> _PASSAGE TO READ_
★ ★ ★ ★ ★

Um, so in this current moment, we are experiencing an opportunity for survivors to work towards healing and liberation to find things that make them happy. It’s a great time for self reflection. Since most of us are spending the majority of our time within our homes, just chilling and watching Netflix, it’s a great time to do just that. Do some self care, try new things better yet, find people just like you, communicate with others, make new friends and get your story heard because you’re not alone. Moving forward, I would like to consider what it would look like for us to continue to prioritize self care and as a component of our healing justice and organizing. Recently, through Sisters in Strength, I supported in building out a healing toolkit for youth organizers, survivors and those needing support during this time of transition. I would like I would like to envision a world where self and community care is a priority. Even when it isn’t direct response to trauma. I would like us to continue to think about the ways that we can show up for ourselves and others within the movement to end sexual violence and beyond.
Yes, yes, I feel like on that note, okay. Tarana, you have one more thing to say?
I didn’t realize that was off mute. But I will say that since I’m here, because I peeked into the questions that I saw this, about how this movement and this work can make more space for male survivors and survivors of child sexual abuse. And I hear that all the time and I find myself in places all over the world saying, The ’me too.’ Movement, and conversely, the movement to end sexual violence is not a woman’s movement. And we should be very clear even though when we speak, we oftentimes fail in this way and speak in very gendered language. And you see women all the time leading this because I mean, that’s just what we do. But there are men leaders, there are trans leaders, there gender nonconforming leaders, we recognize that not everybody identifies as a woman. This movement is not meant to be just for women or to benefit women and to answer that question, we certainly will do a better job of representing women and children. Many of us are survivors, like myself, of child sexual abuse, that’s where my work started. So that’s a really important thing, and I appreciate folks lifting it up. So on that note, my wildest dream, for us, of course, is healing for people and prevention so that we don’t have to have another generation being raised trying to figure out some of these questions.
Thank you. Tarana. Thank you to everyone who has joined us tonight. I want to name and close out by saying we invite you into building out our wildest dreams collectively. We invite you into thinking about and getting to the place where violence and harm is not a norm, it’s not something for which we need to be navigating. And so we invite you into that process with us. We thank you for being on this call tonight. We hope that we see you and the continued conversations ahead. Thank you very much.

★ ★ ★ ★ ★

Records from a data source
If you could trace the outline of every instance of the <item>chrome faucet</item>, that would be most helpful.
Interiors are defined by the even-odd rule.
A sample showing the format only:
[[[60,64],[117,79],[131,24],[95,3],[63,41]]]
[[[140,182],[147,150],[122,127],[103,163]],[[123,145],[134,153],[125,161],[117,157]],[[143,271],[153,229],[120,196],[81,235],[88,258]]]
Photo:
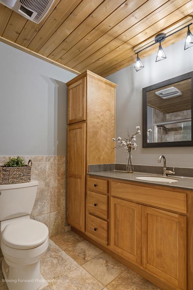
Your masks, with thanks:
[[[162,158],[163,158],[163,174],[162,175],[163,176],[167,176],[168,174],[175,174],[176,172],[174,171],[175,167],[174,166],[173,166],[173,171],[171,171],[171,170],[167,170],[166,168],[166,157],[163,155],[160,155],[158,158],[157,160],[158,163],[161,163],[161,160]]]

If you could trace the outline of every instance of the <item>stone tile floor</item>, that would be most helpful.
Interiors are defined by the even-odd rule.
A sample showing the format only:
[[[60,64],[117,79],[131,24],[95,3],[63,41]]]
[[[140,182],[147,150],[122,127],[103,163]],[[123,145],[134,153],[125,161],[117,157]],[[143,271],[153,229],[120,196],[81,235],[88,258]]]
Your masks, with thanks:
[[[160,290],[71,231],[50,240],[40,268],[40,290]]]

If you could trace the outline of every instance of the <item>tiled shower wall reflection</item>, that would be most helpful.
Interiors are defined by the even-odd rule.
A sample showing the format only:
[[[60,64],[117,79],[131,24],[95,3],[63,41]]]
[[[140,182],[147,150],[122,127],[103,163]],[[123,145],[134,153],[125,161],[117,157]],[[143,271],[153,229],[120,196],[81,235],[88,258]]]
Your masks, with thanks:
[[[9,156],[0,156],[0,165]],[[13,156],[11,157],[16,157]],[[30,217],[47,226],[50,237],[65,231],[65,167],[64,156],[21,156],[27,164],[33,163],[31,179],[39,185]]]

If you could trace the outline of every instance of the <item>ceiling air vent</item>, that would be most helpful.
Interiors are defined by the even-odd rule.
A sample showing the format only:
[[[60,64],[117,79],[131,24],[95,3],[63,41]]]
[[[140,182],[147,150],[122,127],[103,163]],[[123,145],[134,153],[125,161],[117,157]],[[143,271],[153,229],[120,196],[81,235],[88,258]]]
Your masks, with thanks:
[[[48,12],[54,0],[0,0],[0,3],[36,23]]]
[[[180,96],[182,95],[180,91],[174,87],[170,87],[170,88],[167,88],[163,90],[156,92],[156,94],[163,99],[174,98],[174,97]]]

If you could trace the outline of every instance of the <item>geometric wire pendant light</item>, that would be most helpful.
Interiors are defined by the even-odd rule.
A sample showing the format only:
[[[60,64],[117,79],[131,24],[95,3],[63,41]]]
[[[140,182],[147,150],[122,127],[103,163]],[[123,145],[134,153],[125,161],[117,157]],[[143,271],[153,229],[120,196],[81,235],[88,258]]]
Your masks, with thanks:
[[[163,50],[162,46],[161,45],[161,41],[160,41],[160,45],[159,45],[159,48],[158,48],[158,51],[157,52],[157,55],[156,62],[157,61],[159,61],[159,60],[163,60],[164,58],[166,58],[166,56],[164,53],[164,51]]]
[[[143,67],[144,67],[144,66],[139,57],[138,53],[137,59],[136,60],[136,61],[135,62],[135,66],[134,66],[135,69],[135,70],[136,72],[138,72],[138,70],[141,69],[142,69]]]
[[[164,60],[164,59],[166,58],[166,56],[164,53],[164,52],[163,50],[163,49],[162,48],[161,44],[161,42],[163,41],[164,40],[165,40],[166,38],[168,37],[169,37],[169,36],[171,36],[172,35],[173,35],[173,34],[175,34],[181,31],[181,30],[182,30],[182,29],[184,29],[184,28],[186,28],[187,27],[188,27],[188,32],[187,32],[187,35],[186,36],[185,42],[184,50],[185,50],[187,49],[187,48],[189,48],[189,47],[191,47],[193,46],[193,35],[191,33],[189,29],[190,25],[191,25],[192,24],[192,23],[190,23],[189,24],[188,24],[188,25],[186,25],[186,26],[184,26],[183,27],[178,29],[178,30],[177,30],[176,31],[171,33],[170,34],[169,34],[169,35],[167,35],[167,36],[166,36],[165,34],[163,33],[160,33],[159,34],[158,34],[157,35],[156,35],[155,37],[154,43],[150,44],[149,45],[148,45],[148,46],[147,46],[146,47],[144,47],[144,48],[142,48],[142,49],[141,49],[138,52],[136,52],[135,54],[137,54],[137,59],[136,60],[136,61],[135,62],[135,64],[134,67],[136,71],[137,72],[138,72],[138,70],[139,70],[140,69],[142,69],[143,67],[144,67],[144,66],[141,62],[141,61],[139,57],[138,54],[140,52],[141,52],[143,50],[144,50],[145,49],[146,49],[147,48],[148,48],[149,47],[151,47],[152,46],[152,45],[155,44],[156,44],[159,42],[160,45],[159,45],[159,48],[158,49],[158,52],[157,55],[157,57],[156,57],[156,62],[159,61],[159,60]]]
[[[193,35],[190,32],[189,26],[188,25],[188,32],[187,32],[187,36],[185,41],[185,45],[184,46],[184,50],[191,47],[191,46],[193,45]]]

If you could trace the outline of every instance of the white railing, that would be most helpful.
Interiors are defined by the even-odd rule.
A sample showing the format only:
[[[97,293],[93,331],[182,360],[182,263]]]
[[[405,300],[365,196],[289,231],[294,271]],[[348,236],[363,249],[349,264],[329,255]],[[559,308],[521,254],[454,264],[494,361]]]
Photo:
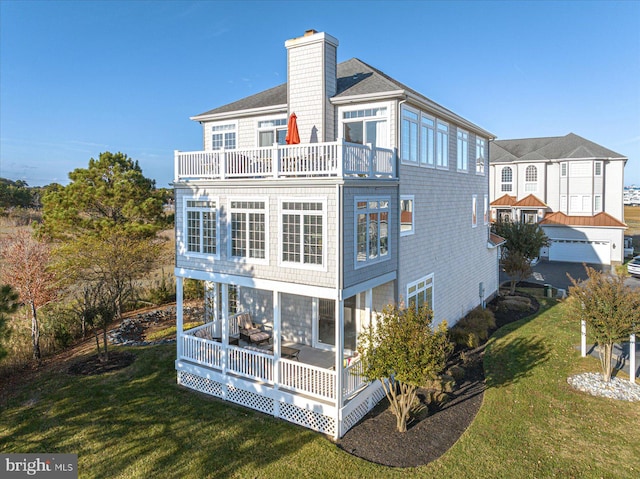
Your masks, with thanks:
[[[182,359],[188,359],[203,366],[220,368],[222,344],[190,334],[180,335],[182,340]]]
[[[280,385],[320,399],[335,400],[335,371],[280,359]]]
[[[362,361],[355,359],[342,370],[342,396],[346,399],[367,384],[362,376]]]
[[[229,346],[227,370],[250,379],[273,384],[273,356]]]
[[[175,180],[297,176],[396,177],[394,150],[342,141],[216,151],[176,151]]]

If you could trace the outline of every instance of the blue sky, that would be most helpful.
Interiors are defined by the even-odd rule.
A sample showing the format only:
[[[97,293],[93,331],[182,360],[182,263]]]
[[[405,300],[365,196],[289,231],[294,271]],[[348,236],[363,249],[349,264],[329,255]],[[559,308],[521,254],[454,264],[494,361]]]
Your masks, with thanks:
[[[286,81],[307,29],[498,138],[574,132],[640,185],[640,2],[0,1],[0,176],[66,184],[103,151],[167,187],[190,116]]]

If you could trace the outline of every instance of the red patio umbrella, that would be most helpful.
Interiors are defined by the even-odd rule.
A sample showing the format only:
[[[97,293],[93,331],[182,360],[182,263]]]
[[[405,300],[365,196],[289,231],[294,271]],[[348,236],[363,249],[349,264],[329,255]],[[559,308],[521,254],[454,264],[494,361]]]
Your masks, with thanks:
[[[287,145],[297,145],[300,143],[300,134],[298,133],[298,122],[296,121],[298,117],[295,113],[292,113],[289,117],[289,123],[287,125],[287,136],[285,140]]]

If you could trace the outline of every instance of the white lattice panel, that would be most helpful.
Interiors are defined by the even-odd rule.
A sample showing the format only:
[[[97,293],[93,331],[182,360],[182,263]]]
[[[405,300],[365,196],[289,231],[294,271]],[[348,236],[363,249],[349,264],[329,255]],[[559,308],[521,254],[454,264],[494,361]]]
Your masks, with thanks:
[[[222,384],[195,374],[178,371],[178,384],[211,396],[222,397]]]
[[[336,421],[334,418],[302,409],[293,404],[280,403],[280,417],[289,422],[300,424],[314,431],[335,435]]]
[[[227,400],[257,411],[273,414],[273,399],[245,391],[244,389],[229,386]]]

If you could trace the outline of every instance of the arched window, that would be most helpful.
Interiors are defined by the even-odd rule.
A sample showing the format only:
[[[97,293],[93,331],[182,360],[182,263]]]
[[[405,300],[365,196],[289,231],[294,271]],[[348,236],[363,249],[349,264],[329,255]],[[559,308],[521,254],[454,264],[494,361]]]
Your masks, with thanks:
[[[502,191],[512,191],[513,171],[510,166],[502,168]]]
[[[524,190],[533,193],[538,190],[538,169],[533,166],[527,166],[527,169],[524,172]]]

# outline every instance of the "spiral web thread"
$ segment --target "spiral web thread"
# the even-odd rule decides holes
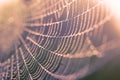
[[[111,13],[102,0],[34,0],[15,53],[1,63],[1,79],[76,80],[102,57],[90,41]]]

★ ★ ★ ★ ★

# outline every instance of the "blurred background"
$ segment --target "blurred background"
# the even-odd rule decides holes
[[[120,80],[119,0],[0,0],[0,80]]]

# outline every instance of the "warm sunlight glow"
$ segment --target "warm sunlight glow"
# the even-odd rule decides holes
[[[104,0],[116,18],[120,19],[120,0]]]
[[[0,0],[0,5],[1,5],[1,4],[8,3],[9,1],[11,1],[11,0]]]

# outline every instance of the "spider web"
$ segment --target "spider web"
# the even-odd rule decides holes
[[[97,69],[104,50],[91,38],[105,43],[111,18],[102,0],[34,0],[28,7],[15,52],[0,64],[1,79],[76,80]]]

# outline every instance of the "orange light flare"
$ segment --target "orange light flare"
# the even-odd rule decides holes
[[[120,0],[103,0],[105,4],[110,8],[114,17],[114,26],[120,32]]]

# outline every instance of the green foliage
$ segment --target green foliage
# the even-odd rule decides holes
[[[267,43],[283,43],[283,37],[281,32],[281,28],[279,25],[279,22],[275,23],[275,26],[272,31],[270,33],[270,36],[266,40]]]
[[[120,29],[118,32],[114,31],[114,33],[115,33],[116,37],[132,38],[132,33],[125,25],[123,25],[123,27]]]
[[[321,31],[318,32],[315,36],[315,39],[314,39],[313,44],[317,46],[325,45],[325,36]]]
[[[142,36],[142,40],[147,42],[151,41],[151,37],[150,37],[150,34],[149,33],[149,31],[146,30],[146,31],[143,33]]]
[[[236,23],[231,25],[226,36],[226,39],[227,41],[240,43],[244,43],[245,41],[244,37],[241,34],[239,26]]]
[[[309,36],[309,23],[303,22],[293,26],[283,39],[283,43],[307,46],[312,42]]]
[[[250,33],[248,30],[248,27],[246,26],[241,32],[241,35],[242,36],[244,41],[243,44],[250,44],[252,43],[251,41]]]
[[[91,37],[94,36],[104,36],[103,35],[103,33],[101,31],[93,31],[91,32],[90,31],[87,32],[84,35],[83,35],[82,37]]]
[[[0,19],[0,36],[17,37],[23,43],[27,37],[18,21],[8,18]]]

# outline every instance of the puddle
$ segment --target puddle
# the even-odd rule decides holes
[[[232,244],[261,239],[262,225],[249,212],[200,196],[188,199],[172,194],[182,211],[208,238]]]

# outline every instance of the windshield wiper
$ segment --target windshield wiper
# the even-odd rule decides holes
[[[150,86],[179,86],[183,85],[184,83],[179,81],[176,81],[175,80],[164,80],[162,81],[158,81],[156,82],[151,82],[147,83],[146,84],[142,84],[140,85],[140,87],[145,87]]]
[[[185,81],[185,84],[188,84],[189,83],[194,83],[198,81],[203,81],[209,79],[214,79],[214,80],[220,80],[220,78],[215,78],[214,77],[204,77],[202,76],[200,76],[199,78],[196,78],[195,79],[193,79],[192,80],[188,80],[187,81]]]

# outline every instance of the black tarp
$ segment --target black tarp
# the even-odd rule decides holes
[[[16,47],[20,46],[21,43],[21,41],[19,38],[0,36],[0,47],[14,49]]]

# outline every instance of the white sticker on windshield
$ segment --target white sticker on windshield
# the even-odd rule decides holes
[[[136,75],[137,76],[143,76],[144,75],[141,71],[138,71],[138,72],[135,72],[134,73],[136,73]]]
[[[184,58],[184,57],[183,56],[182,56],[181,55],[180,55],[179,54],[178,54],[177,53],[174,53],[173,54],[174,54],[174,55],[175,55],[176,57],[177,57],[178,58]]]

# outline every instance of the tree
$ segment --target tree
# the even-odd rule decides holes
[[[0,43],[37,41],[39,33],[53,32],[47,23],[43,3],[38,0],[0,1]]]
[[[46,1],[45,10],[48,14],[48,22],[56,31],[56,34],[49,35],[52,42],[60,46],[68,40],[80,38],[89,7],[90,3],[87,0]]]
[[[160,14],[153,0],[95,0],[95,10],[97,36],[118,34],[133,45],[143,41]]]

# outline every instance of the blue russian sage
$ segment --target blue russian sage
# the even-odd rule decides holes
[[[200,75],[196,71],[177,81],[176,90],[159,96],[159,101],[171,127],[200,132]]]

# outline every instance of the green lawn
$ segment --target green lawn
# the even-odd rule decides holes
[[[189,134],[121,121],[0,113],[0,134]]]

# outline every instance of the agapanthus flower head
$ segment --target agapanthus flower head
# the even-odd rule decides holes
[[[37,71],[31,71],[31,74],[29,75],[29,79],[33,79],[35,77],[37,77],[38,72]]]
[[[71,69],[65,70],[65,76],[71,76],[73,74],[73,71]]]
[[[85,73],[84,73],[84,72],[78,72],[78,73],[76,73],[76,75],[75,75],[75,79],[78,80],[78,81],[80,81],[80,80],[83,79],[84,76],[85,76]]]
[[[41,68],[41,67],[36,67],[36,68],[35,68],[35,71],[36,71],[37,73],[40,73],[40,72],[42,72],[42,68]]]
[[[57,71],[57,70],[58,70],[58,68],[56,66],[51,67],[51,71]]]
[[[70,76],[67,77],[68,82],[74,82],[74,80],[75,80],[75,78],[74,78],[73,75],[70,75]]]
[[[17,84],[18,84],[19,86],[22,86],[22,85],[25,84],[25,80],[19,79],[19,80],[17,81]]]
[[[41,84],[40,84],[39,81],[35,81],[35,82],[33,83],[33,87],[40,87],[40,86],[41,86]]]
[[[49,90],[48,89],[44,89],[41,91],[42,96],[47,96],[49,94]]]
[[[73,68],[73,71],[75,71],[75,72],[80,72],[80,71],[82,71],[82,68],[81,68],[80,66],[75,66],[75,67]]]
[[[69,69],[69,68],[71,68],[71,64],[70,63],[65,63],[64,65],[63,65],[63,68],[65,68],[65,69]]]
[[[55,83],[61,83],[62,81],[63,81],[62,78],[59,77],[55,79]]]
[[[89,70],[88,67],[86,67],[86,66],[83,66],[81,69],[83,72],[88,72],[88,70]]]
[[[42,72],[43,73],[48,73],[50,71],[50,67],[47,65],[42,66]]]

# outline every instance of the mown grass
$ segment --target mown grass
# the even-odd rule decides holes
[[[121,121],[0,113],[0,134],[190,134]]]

★ ★ ★ ★ ★

> _WORK TO BE COMPLETED_
Answer these questions using the transcript of the discussion on ending sexual violence:
(a) Through which group did the first speaker help build a healing toolkit?
(b) Where does Tarana say her own work started?
(c) What does the closing speaker invite listeners into building out together?

> _PROBLEM SOLUTION_
(a) Sisters in Strength
(b) With being a survivor of child sexual abuse
(c) Their wildest dreams